» Task prompt
Retype the material below line for line, changing nothing.

Stored data entries:
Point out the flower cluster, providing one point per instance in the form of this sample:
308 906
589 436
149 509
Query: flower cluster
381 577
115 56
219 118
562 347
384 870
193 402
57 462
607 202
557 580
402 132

» Completed task
Point out the flower cluster, providing one point per instance in the form of this sample:
308 906
589 436
149 509
Query: flower cluster
381 577
115 56
219 118
562 347
384 870
193 402
57 462
607 202
557 580
402 132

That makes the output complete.